Work to be completed:
Pick the lines holding the string "below" out of the records and copy them.

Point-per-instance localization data
━━━━

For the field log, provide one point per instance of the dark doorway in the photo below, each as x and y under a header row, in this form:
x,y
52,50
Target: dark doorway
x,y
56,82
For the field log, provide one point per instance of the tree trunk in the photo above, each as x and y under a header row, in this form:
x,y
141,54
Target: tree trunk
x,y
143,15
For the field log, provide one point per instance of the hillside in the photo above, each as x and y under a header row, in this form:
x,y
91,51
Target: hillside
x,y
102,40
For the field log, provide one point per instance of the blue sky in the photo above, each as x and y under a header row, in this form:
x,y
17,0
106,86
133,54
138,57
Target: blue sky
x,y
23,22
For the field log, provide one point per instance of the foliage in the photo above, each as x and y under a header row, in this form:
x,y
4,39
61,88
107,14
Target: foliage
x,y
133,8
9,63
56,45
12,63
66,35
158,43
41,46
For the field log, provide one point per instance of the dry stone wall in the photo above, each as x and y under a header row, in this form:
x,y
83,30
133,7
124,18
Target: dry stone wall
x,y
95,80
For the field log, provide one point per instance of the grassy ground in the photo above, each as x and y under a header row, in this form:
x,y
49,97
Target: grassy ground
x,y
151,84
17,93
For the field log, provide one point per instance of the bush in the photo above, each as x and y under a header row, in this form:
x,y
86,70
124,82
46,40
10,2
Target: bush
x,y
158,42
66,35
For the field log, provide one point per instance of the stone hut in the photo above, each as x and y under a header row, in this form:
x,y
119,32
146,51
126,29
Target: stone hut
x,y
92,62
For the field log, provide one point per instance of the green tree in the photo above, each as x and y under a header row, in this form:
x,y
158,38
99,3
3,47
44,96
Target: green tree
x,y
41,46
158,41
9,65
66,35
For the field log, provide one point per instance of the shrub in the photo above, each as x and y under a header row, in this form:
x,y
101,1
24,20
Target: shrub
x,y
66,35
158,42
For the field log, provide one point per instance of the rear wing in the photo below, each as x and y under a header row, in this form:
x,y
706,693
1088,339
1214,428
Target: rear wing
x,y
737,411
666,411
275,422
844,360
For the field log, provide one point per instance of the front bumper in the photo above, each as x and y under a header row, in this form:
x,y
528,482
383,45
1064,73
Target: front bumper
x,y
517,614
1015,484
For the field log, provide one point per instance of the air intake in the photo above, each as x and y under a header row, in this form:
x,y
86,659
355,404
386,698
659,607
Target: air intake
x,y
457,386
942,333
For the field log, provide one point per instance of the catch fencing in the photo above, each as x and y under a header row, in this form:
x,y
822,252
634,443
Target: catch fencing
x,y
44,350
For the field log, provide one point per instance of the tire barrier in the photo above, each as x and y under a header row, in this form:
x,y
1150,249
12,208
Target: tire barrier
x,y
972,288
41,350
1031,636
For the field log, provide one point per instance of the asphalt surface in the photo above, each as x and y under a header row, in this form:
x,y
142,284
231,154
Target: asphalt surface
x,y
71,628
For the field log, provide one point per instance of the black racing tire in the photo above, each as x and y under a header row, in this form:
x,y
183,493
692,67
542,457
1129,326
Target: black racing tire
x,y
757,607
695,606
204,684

━━━━

Solution to this task:
For the field log, provide one point per instance of the dark doorway in the photo below, each as x and y under a header row, in this form:
For the field log, provide one point per instance of the rear wing in the photo below, each as x and y under a header row, in this form:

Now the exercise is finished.